TUJUAN 1> Tuliskan ulang bagian kutipan teks tanpa mengubah apa pun, mulai dari "Sempat ada teriakan" sampai dengan "aspirasi yang disampaikan.".
TUJUAN 2> Sebutkan semua orang yang disebut namanya dalam kutipan teks.

KUTIPAN TEKS>

Sempat ada teriakan meminta agar Kapolda Kalbar, Irjen Pol Musyafak hadir langsung di depan perwakilan massa. Namun ternyata Kapolda terlihat telah berada di ruang aula, namun dibarisan kursi belakang para perwakilan, duduk berdampingan bersama Wakapolda Kalbar, Brigjen Joko Irianto. Menyimak sejumlah aspirasi yang disampaikan.
Perwakilan aksi Bela Ulama AIUKKB, Wawan menyampaikan enam aduan kepada Kapolda Kalbar, Irjen Pol Musyafak terkait peristiwa adanya dugaan tindak pidana yakni penghadangan dan pengancaman saat Wasekjen MUI, KH Tengku Zulkarnain tiba di Bandara Susilo Sintang pada Kamis (12/1).
"Pada saat itu diketahui ada beberapa orang yang dengan sengaja diduga melakukan penghadangan dan pengancaman dengan membawa senjata tajam," ujarnya.
Perbuatan penghadangan dan pengancaman dengan membawa senjata, adalah suatu tindakan melanggar hukum pidana.
"Perbuatan tersebut, apabila tidak ditindaklanjuti diproses secara hukum, akan membawa dampak negatif pada masa yang akan datang. Kemudian untuk lebih tegaknya pengadilan hukum, baik kepada siapapun dan organisasi manapun, dan untuk membuat efek jera kepada pelaku kejahatan seperti itu, kami meminta kepada Bapak Kapolda Kalbar, untuk menindaklanjuti pengaduan kami ini dan kami berharap dapat diproses menjadi Laporan Polisi," jelasnya.

MATERI HASIL EKSTRAKSI>

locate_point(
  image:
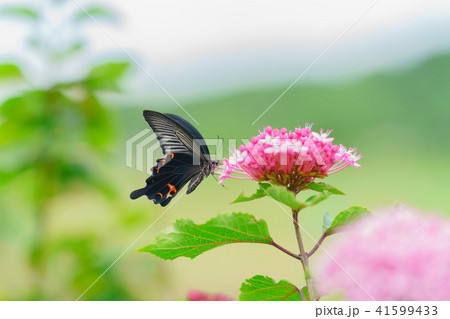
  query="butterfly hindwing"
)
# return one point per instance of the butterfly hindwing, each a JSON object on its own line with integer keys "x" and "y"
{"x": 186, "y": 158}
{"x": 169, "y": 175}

JAWABAN 1>
Sempat ada teriakan meminta agar Kapolda Kalbar, Irjen Pol Musyafak hadir langsung di depan perwakilan massa. Namun ternyata Kapolda terlihat telah berada di ruang aula, namun dibarisan kursi belakang para perwakilan, duduk berdampingan bersama Wakapolda Kalbar, Brigjen Joko Irianto. Menyimak sejumlah aspirasi yang disampaikan.

JAWABAN 2>
- Irjen Pol Musyafak
- Brigjen Joko Irianto
- Wawan
- KH Tengku Zulkarnain